WHAT IS EXPECTED >>
List each line of the material below that contains the word "traffic", copying every such line in full.

Part of a data file

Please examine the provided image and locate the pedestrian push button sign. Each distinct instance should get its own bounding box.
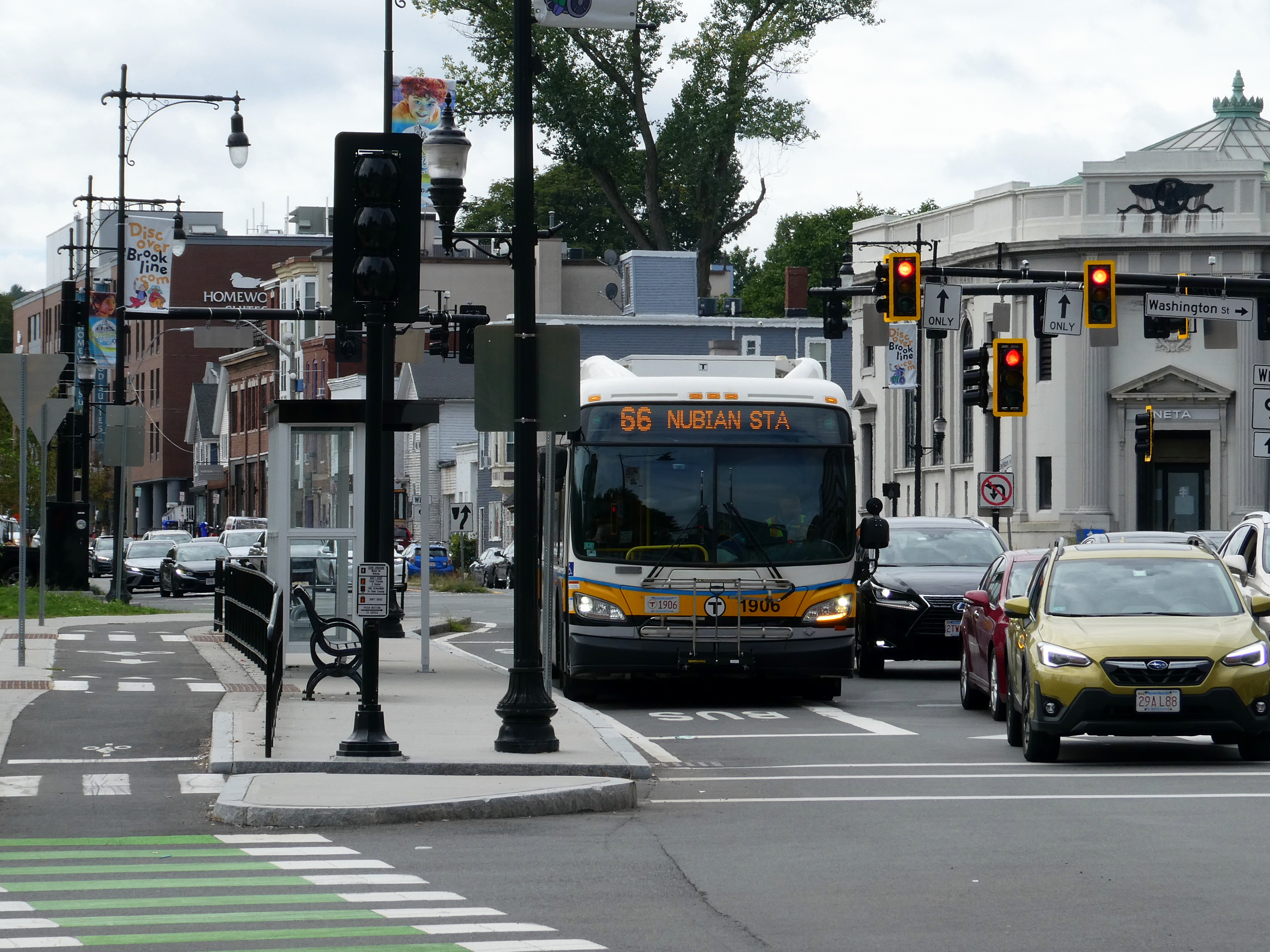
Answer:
[357,562,389,618]
[979,472,1015,515]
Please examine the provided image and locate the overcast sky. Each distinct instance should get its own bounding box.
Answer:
[0,0,1270,288]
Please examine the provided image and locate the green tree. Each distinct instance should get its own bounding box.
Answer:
[414,0,876,295]
[0,284,27,354]
[730,194,938,317]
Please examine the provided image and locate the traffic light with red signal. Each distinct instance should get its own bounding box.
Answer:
[883,251,922,321]
[992,338,1027,416]
[1085,262,1115,330]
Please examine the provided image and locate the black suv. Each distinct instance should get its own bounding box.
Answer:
[856,515,1006,678]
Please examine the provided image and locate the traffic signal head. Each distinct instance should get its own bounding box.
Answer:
[885,251,922,321]
[1133,404,1156,463]
[992,338,1027,416]
[874,262,890,321]
[332,132,423,324]
[961,347,988,410]
[1085,262,1115,329]
[820,297,842,340]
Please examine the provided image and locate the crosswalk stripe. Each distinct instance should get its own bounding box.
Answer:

FULL SOLUTION >>
Please examine the provided image and locate the traffic light with red signal. Each distinct instance should get its own bounding box.
Please examine the provided image and locate the traffic signal head. Each distinct instance should get its own bounding box.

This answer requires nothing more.